Entries for locating named things:
+++
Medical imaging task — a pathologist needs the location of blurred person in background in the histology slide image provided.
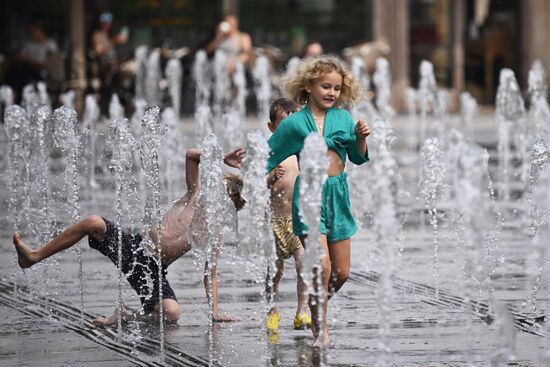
[6,19,58,98]
[204,14,252,74]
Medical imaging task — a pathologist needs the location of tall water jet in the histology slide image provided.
[0,85,13,107]
[421,138,445,304]
[59,89,76,110]
[36,82,52,108]
[372,57,395,120]
[528,60,550,144]
[239,130,276,348]
[82,94,100,198]
[107,118,139,335]
[460,92,477,140]
[190,134,234,364]
[21,84,40,119]
[140,106,164,360]
[496,69,526,201]
[212,50,231,121]
[165,58,183,119]
[418,60,437,142]
[31,105,53,243]
[405,87,418,152]
[252,55,272,121]
[491,301,516,367]
[372,140,400,366]
[299,133,329,356]
[52,106,84,323]
[525,139,549,318]
[458,145,494,365]
[192,50,212,110]
[144,49,162,106]
[134,46,147,100]
[109,93,124,121]
[434,90,449,146]
[161,107,185,201]
[4,105,31,232]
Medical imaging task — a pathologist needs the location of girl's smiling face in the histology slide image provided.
[306,71,342,110]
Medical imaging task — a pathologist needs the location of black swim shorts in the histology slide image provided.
[88,218,177,313]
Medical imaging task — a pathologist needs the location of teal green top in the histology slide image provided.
[267,106,369,172]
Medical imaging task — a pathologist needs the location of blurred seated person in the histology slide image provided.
[301,41,323,59]
[6,19,58,95]
[92,12,128,64]
[205,14,252,74]
[89,11,128,113]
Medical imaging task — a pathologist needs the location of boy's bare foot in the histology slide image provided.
[92,307,136,326]
[212,313,241,322]
[13,233,37,269]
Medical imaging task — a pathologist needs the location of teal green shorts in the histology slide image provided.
[292,172,357,243]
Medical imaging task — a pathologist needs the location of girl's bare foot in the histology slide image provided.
[13,233,37,269]
[313,333,333,348]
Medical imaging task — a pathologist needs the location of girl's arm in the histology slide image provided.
[267,119,304,173]
[346,116,370,165]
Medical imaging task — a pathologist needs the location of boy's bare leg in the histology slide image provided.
[13,215,107,269]
[92,298,180,326]
[204,250,239,322]
[265,259,285,313]
[294,247,307,315]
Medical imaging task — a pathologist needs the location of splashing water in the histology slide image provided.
[372,57,395,120]
[372,144,400,366]
[460,92,477,140]
[496,69,526,201]
[189,134,235,364]
[144,49,162,105]
[109,93,124,121]
[134,46,147,100]
[52,106,84,324]
[421,138,445,297]
[106,119,136,334]
[140,105,164,360]
[4,105,31,232]
[0,85,13,107]
[252,55,272,121]
[418,60,437,142]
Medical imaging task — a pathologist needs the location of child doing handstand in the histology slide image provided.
[266,98,311,333]
[267,56,370,346]
[13,149,244,325]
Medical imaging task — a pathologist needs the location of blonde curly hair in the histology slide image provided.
[283,55,361,107]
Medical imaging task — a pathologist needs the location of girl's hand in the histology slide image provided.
[355,120,370,139]
[223,148,246,168]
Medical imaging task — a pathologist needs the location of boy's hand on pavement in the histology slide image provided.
[223,148,246,168]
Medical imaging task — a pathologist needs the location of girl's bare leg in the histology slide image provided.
[13,215,107,269]
[328,238,351,299]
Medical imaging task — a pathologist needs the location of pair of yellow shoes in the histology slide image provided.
[266,310,311,334]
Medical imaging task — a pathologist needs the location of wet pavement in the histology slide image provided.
[0,113,550,366]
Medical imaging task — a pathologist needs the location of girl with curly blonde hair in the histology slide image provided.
[267,56,370,346]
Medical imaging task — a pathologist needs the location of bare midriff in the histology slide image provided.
[327,149,344,176]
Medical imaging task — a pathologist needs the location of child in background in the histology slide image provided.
[267,56,370,346]
[266,98,311,334]
[13,149,245,325]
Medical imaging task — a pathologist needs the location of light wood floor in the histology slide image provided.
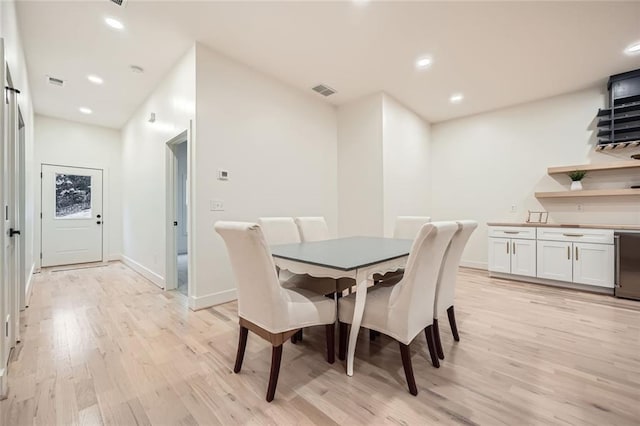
[0,263,640,426]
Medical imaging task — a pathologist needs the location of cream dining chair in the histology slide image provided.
[433,220,478,359]
[338,222,458,395]
[258,217,337,344]
[215,222,336,402]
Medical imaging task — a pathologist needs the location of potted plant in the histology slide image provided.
[569,170,587,191]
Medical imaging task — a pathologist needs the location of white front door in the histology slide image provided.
[42,164,104,266]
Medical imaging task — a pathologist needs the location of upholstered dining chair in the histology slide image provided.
[295,216,356,297]
[433,220,478,359]
[215,222,336,402]
[258,217,338,344]
[338,222,458,395]
[258,217,336,294]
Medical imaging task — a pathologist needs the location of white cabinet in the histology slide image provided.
[538,241,573,282]
[489,238,536,277]
[489,226,615,288]
[537,230,614,288]
[573,243,615,288]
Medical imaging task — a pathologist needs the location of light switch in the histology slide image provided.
[211,200,224,212]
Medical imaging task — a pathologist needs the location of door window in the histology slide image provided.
[56,173,92,219]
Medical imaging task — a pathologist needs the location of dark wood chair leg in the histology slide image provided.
[447,306,460,342]
[326,323,336,364]
[424,325,440,368]
[267,345,282,402]
[233,326,249,373]
[433,318,444,359]
[338,322,349,361]
[398,342,418,396]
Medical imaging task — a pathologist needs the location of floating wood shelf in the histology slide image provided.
[536,188,640,198]
[547,160,640,175]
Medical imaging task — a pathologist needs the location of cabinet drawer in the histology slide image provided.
[489,226,536,240]
[537,228,613,244]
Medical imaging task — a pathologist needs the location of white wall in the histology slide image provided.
[195,45,338,308]
[0,1,39,298]
[34,115,122,265]
[382,94,431,237]
[338,93,384,237]
[176,142,189,254]
[432,88,640,268]
[122,48,196,286]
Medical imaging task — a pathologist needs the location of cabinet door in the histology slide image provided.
[573,243,614,288]
[489,238,511,274]
[511,239,536,277]
[537,241,573,282]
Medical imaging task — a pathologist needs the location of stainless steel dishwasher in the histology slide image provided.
[615,231,640,300]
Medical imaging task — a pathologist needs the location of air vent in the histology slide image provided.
[47,76,64,87]
[312,84,336,96]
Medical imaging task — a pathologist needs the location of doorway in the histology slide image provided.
[165,132,190,296]
[0,39,25,397]
[40,164,104,267]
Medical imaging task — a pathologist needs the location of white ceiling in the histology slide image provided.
[18,0,640,128]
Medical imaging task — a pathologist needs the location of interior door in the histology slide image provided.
[42,164,104,266]
[573,243,615,288]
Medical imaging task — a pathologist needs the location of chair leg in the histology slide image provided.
[338,322,349,361]
[326,323,336,364]
[447,306,460,342]
[424,325,440,368]
[433,318,444,359]
[398,342,418,396]
[267,345,282,402]
[233,326,249,373]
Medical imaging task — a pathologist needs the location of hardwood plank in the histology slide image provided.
[0,263,640,426]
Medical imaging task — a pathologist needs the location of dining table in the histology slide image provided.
[270,237,413,376]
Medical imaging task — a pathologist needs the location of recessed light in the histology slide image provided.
[449,93,464,104]
[87,74,104,84]
[104,18,124,30]
[624,41,640,55]
[416,56,433,70]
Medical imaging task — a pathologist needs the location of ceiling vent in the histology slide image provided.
[312,84,336,96]
[47,75,64,87]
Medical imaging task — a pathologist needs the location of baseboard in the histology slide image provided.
+++
Stated exercise: Report each line of the records that contains the word "ceiling".

Finished answer:
Medical imaging task — a pathologist needs the location of white ceiling in the histology slide image provided.
Medical imaging task — a pathologist needs the location of ceiling vent in the histology slide image provided.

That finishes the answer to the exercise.